**What is asked**
1/ Write out the part of the buffer mapping email that opens with the words containing "From: Dzmitry Malyshau" and closes with "(comment is inlined)".
2/ In the buffer mapping email, what use case has been seen in multiple ISV code bases?
3/ Continue the buffer mapping email from where it stops.

**Extract provided**
● ● ● ● ● ● ●
Re: More thoughts on buffer mapping (no improvement on mapAsync sadly) from Dzmitry Malyshau on 2020-03-02 (public-gpu@w3.org from March 2020)

From: Dzmitry Malyshau <dmalyshau@mozilla.com>
Date: Mon, 2 Mar 2020 11:58:57 -0500
To: "Myles C. Maxfield" <mmaxfield@apple.com>
Cc: Ken Russell <kbr@google.com>, Corentin Wallez <cwallez@google.com>, Jeff Gilbert <jgilbert@mozilla.com>, internal-gpu <internal-gpu@w3.org>, public-gpu <public-gpu@w3.org>
Message-ID: <72ecbc51-7877-5593-35a3-fac5a3de257a@mozilla.com>
Myles,

(comment is inlined)


On 3/2/20 11:46 AM, Myles C. Maxfield wrote:
>
>
>> On Mar 2, 2020, at 7:35 AM, Dzmitry Malyshau <dmalyshau@mozilla.com> 
>> wrote:
>>
>> 
>>
>> Hi Myles,
>>
>> It's an important point to see how multi-queue will interact with it, 
>> and I agree relying on fences makes it complicated.
>>
>> What I think is missing from the discussion is some concrete 
>> use-cases that would be solved by one or the other solution. One such 
>> use-case we've been seeing in multiple ISV code bases is 
>> progressively filling up a uniform buffer with data from the CPU. 
>> Supposing the buffer is big enough, the user would go through the 
>> entities, for each they would append the uniform data to the mapped 
>> buffer and bind it with the dynamic offset in the command buffer. For 
>> the next frame, the user would use the same buffer, just continue 
>> writing data as if the buffer was circular.
● ● ● ● ● ● ●
**Entries**
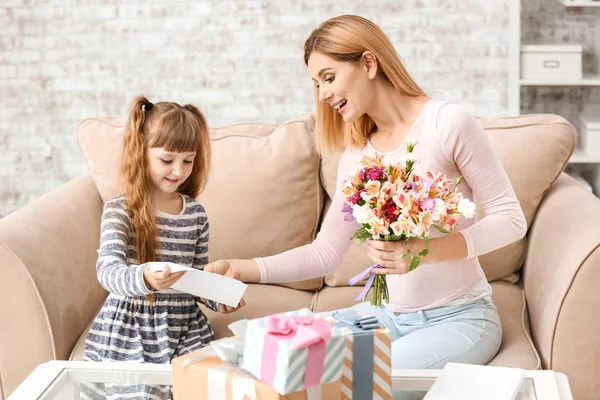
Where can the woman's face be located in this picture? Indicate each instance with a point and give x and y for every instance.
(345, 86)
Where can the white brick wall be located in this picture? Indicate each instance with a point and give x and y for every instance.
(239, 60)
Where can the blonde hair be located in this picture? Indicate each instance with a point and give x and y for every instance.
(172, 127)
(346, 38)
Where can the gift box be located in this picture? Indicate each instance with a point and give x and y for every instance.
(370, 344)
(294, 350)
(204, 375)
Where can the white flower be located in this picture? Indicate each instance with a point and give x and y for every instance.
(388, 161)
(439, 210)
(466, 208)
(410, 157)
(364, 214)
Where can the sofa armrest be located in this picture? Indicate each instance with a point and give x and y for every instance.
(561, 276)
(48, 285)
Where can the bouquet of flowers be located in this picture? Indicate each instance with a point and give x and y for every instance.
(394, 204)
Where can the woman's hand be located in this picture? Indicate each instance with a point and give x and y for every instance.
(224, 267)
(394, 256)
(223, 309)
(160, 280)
● ● ● ● ● ● ●
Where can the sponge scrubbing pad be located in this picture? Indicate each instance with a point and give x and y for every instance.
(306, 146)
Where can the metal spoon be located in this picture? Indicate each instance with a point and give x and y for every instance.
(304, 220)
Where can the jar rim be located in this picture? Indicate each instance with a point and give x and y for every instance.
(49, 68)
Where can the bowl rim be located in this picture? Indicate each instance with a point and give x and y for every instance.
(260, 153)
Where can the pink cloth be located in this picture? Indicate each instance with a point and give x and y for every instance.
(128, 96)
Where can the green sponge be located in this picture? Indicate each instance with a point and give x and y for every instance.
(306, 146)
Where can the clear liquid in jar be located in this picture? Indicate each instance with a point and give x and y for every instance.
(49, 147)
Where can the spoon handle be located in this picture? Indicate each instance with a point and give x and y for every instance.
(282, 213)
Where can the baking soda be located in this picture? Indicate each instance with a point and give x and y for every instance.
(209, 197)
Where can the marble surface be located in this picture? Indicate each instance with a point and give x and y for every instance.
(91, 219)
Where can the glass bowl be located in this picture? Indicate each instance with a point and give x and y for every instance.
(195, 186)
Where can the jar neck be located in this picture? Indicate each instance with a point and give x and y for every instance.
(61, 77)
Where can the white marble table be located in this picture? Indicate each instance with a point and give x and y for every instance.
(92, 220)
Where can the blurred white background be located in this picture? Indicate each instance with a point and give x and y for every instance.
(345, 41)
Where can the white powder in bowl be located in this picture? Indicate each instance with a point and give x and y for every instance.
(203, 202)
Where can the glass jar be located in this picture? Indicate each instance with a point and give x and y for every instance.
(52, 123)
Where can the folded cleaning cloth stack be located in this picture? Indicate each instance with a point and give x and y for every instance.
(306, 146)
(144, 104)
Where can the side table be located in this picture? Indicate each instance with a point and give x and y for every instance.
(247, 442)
● ● ● ● ● ● ●
**In response**
1/
From: Dzmitry Malyshau <dmalyshau@mozilla.com>
Date: Mon, 2 Mar 2020 11:58:57 -0500
To: "Myles C. Maxfield" <mmaxfield@apple.com>
Cc: Ken Russell <kbr@google.com>, Corentin Wallez <cwallez@google.com>, Jeff Gilbert <jgilbert@mozilla.com>, internal-gpu <internal-gpu@w3.org>, public-gpu <public-gpu@w3.org>
Message-ID: <72ecbc51-7877-5593-35a3-fac5a3de257a@mozilla.com>
Myles,

(comment is inlined)

2/ Progressively filling up a uniform buffer with data from the CPU.

3/
>>
>> Current mapWriteAsync doesn't provide a good solution to this case. 
>> First, because the user would have to keep the whole buffer mapped, 
>> and thus our implementations would need to consider the whole buffer 
>> to be changed each frame. Second, because the user would need to 
>> rotate multiple buffers, and thus would duplicate any bind groups 
>> that contain them, if they want minimal number of copies. 
>> Alternatively, they can rotate only staging buffers and issue 
>> copyBufferToBuffer into the actual GPU uniform buffer each frame, but 
>> this approach has the extra copy, more memory, and all the complexity 
>> of buffer updates in it.
>>
>> The "guaranteed" mapping proposals appear to address this case 
>> better. The user would map the uniform buffer either for each entity, 
>> or for some chunks of memory. The implementations would have to 
>> guarantee that using specifically aligned offsets and checking for 
>> fences (in case of single queue) guarantees the mapping to be 
>> resolved. What's not clear to me is how many JS objects would be 
>> required to be created. For example, 
>> https://github.com/gpuweb/gpuweb/pull/511 returns an ArrayBuffer for 
>> every map(), and in practice they would have to create some typed 
>> views on top in order to fill in the contents. I suppose the user 
>> could map larger chunks at a time, theoretically, but it's certainly 
>> not the pit of success here.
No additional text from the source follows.